# Entries provided
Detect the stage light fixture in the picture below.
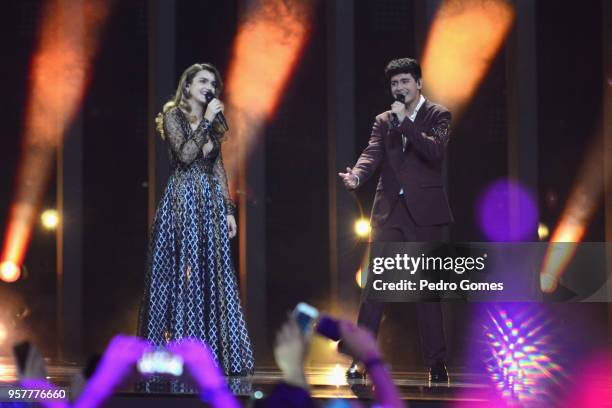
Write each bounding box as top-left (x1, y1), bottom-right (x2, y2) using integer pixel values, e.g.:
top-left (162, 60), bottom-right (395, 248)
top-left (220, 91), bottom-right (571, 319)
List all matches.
top-left (0, 261), bottom-right (21, 283)
top-left (355, 218), bottom-right (372, 238)
top-left (40, 209), bottom-right (59, 230)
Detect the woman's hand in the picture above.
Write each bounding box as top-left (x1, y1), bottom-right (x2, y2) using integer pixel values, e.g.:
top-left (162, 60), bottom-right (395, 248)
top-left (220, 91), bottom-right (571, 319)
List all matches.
top-left (227, 215), bottom-right (238, 239)
top-left (204, 98), bottom-right (224, 122)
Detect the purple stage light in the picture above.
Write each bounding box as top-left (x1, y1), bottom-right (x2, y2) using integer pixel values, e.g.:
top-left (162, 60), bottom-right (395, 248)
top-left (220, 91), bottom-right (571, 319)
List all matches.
top-left (484, 306), bottom-right (563, 406)
top-left (478, 180), bottom-right (538, 242)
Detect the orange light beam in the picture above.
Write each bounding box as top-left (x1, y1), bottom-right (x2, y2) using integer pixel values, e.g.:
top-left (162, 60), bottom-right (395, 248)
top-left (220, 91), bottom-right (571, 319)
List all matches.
top-left (540, 119), bottom-right (612, 293)
top-left (422, 0), bottom-right (515, 118)
top-left (0, 0), bottom-right (108, 272)
top-left (224, 0), bottom-right (313, 190)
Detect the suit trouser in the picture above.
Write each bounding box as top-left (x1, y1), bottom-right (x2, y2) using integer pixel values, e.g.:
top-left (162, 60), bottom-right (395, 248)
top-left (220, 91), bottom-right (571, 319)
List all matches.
top-left (357, 198), bottom-right (446, 366)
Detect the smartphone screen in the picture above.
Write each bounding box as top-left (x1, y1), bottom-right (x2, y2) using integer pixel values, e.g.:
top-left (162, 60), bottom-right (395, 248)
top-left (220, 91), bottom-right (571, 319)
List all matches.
top-left (293, 302), bottom-right (319, 334)
top-left (137, 349), bottom-right (183, 377)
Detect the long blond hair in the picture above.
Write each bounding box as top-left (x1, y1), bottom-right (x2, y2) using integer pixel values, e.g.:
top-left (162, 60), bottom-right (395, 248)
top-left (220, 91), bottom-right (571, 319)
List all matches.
top-left (155, 63), bottom-right (225, 140)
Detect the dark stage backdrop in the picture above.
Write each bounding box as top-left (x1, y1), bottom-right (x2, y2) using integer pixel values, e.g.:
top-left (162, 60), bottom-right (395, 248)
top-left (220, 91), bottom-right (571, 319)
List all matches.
top-left (0, 0), bottom-right (607, 367)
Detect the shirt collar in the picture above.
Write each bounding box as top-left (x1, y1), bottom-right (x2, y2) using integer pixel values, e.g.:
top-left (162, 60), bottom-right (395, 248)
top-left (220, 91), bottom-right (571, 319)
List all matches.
top-left (409, 94), bottom-right (425, 122)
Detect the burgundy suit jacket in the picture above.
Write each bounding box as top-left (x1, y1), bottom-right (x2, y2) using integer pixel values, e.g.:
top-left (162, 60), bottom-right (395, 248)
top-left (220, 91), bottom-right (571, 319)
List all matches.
top-left (353, 99), bottom-right (453, 227)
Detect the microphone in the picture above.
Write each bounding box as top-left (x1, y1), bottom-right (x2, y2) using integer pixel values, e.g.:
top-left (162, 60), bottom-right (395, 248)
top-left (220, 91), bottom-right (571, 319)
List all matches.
top-left (391, 94), bottom-right (406, 127)
top-left (206, 92), bottom-right (229, 132)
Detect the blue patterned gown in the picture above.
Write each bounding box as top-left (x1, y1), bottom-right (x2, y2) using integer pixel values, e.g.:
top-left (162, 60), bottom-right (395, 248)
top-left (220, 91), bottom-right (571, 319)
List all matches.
top-left (138, 107), bottom-right (253, 375)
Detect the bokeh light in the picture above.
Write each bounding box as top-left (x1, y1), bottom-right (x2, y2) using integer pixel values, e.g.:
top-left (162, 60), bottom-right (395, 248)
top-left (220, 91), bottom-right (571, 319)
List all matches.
top-left (355, 218), bottom-right (372, 238)
top-left (484, 305), bottom-right (563, 406)
top-left (0, 261), bottom-right (21, 283)
top-left (477, 180), bottom-right (538, 242)
top-left (538, 222), bottom-right (550, 241)
top-left (40, 209), bottom-right (59, 230)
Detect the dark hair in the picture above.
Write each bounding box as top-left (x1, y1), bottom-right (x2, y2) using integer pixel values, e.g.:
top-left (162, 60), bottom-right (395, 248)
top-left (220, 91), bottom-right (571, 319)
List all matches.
top-left (385, 58), bottom-right (421, 81)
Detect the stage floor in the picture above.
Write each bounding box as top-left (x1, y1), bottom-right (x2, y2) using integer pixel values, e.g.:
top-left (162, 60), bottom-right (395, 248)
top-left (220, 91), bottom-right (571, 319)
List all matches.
top-left (0, 359), bottom-right (492, 407)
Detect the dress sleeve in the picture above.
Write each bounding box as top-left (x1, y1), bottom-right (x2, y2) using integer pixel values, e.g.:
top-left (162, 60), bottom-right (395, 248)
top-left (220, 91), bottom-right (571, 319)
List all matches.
top-left (163, 108), bottom-right (211, 164)
top-left (213, 146), bottom-right (236, 215)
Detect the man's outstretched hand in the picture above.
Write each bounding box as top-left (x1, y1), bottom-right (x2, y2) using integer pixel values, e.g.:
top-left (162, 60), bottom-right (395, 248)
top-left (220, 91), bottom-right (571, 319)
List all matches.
top-left (338, 167), bottom-right (359, 190)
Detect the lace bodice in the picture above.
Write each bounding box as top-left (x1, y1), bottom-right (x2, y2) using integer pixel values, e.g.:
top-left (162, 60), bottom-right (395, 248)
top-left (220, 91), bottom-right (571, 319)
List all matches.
top-left (163, 107), bottom-right (235, 214)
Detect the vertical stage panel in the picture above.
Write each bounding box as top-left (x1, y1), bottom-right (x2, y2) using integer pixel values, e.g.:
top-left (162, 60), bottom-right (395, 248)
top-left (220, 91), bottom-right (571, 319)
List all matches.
top-left (326, 1), bottom-right (359, 313)
top-left (57, 0), bottom-right (85, 360)
top-left (147, 0), bottom-right (176, 226)
top-left (506, 0), bottom-right (538, 240)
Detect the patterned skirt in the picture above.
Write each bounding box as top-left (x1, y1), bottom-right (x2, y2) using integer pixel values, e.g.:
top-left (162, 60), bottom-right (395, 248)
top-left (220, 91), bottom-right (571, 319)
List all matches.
top-left (138, 165), bottom-right (253, 375)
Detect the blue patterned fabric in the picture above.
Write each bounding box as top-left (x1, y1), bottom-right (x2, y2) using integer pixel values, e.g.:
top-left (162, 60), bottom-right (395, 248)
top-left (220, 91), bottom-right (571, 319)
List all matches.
top-left (138, 109), bottom-right (254, 382)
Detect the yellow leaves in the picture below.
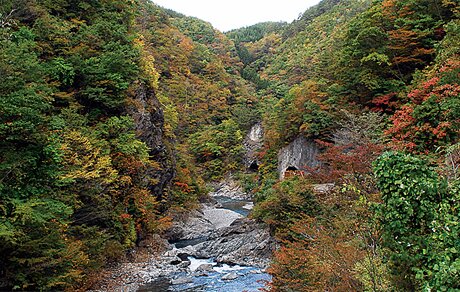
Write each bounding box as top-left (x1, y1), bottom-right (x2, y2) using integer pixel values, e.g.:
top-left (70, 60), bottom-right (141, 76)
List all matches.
top-left (60, 130), bottom-right (118, 184)
top-left (134, 37), bottom-right (160, 90)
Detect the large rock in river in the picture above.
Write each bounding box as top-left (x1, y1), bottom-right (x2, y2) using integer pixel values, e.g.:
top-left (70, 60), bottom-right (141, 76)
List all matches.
top-left (191, 218), bottom-right (275, 268)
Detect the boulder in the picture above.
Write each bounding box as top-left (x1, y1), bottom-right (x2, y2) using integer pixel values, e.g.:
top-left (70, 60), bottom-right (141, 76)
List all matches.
top-left (222, 272), bottom-right (239, 281)
top-left (192, 218), bottom-right (275, 268)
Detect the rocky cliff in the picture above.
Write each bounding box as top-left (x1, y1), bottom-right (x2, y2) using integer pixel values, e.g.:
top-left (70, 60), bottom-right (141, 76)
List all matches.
top-left (127, 84), bottom-right (176, 199)
top-left (278, 136), bottom-right (320, 179)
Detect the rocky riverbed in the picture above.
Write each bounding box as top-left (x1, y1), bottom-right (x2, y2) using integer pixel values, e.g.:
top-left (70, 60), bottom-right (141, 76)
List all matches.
top-left (93, 183), bottom-right (274, 291)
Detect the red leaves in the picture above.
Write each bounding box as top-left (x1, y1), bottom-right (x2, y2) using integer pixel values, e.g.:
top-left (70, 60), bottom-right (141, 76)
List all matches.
top-left (312, 141), bottom-right (383, 182)
top-left (385, 61), bottom-right (460, 153)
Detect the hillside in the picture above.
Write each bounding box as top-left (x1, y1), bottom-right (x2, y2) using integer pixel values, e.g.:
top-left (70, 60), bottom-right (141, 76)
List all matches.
top-left (0, 0), bottom-right (460, 291)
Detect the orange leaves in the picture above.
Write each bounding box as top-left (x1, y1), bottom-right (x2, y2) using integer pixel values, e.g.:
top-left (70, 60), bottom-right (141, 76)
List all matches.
top-left (385, 62), bottom-right (460, 152)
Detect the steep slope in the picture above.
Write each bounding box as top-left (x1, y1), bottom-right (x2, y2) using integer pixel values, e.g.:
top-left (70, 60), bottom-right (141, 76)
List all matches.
top-left (229, 0), bottom-right (460, 291)
top-left (0, 0), bottom-right (253, 290)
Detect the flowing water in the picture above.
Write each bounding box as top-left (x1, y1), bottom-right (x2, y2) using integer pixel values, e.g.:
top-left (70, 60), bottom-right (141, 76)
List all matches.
top-left (138, 197), bottom-right (271, 292)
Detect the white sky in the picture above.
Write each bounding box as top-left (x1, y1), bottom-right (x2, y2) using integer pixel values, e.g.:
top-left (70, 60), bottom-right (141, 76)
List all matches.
top-left (152, 0), bottom-right (320, 32)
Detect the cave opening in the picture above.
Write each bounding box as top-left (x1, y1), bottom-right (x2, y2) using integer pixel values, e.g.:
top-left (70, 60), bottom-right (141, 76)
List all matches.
top-left (249, 161), bottom-right (259, 171)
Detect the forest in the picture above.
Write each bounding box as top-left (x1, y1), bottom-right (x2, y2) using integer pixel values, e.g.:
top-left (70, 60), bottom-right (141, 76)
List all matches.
top-left (0, 0), bottom-right (460, 291)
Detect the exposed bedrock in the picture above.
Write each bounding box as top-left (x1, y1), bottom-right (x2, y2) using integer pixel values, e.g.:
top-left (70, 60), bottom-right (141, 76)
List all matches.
top-left (278, 136), bottom-right (320, 179)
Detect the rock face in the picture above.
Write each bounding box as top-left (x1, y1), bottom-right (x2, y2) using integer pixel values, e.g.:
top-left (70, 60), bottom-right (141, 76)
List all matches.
top-left (166, 205), bottom-right (243, 241)
top-left (190, 218), bottom-right (274, 268)
top-left (126, 84), bottom-right (175, 198)
top-left (243, 123), bottom-right (264, 171)
top-left (278, 136), bottom-right (320, 179)
top-left (209, 176), bottom-right (252, 200)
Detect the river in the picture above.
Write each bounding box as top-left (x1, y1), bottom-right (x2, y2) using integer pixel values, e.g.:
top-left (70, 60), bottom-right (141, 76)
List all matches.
top-left (137, 195), bottom-right (271, 292)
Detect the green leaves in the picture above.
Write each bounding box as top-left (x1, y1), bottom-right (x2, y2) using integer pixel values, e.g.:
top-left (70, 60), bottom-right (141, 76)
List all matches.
top-left (374, 152), bottom-right (460, 291)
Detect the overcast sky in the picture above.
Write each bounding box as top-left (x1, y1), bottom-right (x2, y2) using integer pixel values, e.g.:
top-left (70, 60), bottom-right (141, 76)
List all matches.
top-left (152, 0), bottom-right (320, 32)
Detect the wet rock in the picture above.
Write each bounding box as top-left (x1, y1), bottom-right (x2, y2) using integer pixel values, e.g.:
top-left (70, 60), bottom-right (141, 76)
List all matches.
top-left (192, 218), bottom-right (274, 268)
top-left (171, 277), bottom-right (193, 285)
top-left (222, 272), bottom-right (239, 281)
top-left (196, 264), bottom-right (214, 272)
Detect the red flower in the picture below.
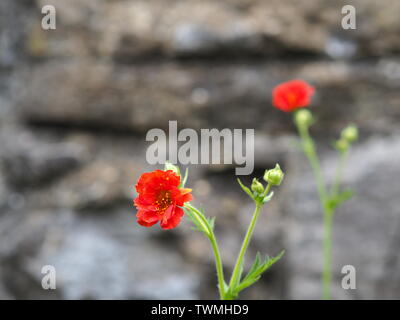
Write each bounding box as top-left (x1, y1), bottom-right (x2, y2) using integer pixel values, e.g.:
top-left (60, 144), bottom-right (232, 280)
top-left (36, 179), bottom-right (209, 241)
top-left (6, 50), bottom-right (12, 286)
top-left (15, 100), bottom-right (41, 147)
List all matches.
top-left (272, 80), bottom-right (315, 112)
top-left (134, 170), bottom-right (193, 229)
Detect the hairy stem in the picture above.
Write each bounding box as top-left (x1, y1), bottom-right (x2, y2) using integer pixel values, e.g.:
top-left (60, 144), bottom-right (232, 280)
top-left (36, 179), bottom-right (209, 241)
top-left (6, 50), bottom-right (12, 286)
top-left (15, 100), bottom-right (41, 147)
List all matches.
top-left (185, 204), bottom-right (225, 300)
top-left (297, 120), bottom-right (332, 300)
top-left (229, 185), bottom-right (271, 289)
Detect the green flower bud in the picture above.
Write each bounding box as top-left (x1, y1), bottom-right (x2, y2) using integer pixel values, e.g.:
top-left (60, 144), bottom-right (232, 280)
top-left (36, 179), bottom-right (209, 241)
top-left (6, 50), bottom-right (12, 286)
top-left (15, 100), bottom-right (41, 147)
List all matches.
top-left (251, 178), bottom-right (264, 194)
top-left (335, 138), bottom-right (349, 152)
top-left (294, 109), bottom-right (314, 127)
top-left (341, 125), bottom-right (358, 143)
top-left (264, 164), bottom-right (284, 186)
top-left (164, 161), bottom-right (181, 177)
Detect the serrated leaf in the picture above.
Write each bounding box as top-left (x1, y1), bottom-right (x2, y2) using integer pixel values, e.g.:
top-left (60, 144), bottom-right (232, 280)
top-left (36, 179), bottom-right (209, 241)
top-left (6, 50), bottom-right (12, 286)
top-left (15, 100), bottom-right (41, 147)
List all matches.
top-left (237, 178), bottom-right (254, 199)
top-left (232, 251), bottom-right (285, 295)
top-left (179, 168), bottom-right (189, 188)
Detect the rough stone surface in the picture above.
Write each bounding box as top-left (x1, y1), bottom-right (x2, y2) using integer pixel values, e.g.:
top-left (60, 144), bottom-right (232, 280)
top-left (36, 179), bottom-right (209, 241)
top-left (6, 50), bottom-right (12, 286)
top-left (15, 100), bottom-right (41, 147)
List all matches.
top-left (0, 0), bottom-right (400, 299)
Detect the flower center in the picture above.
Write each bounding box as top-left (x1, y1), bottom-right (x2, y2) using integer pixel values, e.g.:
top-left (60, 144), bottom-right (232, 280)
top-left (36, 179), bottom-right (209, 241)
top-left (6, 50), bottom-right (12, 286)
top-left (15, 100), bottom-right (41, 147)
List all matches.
top-left (156, 190), bottom-right (172, 214)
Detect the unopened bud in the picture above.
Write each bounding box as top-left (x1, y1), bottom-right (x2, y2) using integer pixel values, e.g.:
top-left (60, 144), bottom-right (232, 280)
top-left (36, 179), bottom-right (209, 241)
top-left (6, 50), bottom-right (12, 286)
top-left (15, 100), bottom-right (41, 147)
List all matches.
top-left (164, 161), bottom-right (181, 177)
top-left (251, 178), bottom-right (264, 194)
top-left (335, 139), bottom-right (349, 152)
top-left (264, 164), bottom-right (284, 186)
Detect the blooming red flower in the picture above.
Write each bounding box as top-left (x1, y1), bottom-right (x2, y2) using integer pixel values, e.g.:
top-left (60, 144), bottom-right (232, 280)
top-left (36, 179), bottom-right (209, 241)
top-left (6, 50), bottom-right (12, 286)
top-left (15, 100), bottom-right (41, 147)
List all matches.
top-left (134, 170), bottom-right (193, 229)
top-left (272, 80), bottom-right (315, 112)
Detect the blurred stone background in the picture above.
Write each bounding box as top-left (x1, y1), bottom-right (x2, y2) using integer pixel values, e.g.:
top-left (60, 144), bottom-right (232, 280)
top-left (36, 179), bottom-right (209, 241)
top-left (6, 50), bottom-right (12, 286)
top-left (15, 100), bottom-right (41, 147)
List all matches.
top-left (0, 0), bottom-right (400, 299)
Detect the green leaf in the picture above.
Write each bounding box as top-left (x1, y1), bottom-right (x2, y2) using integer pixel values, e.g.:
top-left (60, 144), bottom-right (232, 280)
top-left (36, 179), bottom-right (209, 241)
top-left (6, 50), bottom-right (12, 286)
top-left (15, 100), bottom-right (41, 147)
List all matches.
top-left (206, 217), bottom-right (215, 230)
top-left (183, 205), bottom-right (215, 237)
top-left (237, 178), bottom-right (254, 199)
top-left (183, 207), bottom-right (209, 236)
top-left (231, 251), bottom-right (285, 296)
top-left (262, 191), bottom-right (274, 203)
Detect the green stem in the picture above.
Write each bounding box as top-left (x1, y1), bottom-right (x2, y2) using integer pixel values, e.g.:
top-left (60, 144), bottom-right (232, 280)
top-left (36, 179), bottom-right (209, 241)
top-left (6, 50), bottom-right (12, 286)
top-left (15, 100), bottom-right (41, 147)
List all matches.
top-left (297, 119), bottom-right (334, 300)
top-left (331, 149), bottom-right (349, 197)
top-left (185, 204), bottom-right (225, 300)
top-left (297, 122), bottom-right (327, 205)
top-left (322, 210), bottom-right (333, 300)
top-left (229, 185), bottom-right (271, 289)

# To be done
Rewrite every line between the one holding "Detect the boulder in the picture above." and the one holding "top-left (0, 0), bottom-right (253, 290)", inclusive, multiplying each bounding-box coordinate in the answers by 1.05 and rounding to the nearest whole number, with halves rounded up. Keep every other line and number unchanged.

# Full answer
Detect the boulder in the picture above.
Write each bounding box as top-left (x1, y1), bottom-right (x2, y2) using integer pixel values, e.g.:
top-left (70, 60), bottom-right (141, 76)
List all matches.
top-left (233, 286), bottom-right (251, 295)
top-left (202, 229), bottom-right (289, 281)
Detect the rocky cliff in the picture above.
Write each bounding box as top-left (x1, y1), bottom-right (x2, y2) using integer pixel values, e.g.:
top-left (70, 60), bottom-right (141, 76)
List all matches.
top-left (133, 88), bottom-right (185, 209)
top-left (292, 143), bottom-right (336, 188)
Detect the rocky riverbed in the picture above.
Write each bounding box as top-left (x1, y1), bottom-right (x2, y2) using integer pixel values, e.g.:
top-left (70, 60), bottom-right (141, 76)
List all matches.
top-left (98, 192), bottom-right (288, 306)
Detect the red leaves in the picture above.
Write each bounding box as top-left (x1, y1), bottom-right (x2, y2) using integer pixel values, e.g.:
top-left (70, 60), bottom-right (141, 76)
List all matches.
top-left (328, 148), bottom-right (402, 191)
top-left (404, 64), bottom-right (483, 161)
Detect the hillside in the picture above.
Write each bounding box as top-left (x1, y1), bottom-right (x2, y2) using integer pixel values, e.g.:
top-left (70, 60), bottom-right (141, 76)
List all matches.
top-left (0, 0), bottom-right (483, 306)
Detect the orange leaves in the picture above.
Write each bounding box as top-left (x1, y1), bottom-right (x2, y2) using integer pixel values, e.g.:
top-left (70, 60), bottom-right (141, 76)
List all matches.
top-left (404, 65), bottom-right (483, 160)
Detect the steep slope in the picture above.
Write each bounding box as top-left (x1, y1), bottom-right (x2, y2) using integer pixel values, e.g.:
top-left (70, 60), bottom-right (141, 76)
List all matches.
top-left (240, 0), bottom-right (483, 306)
top-left (0, 0), bottom-right (266, 305)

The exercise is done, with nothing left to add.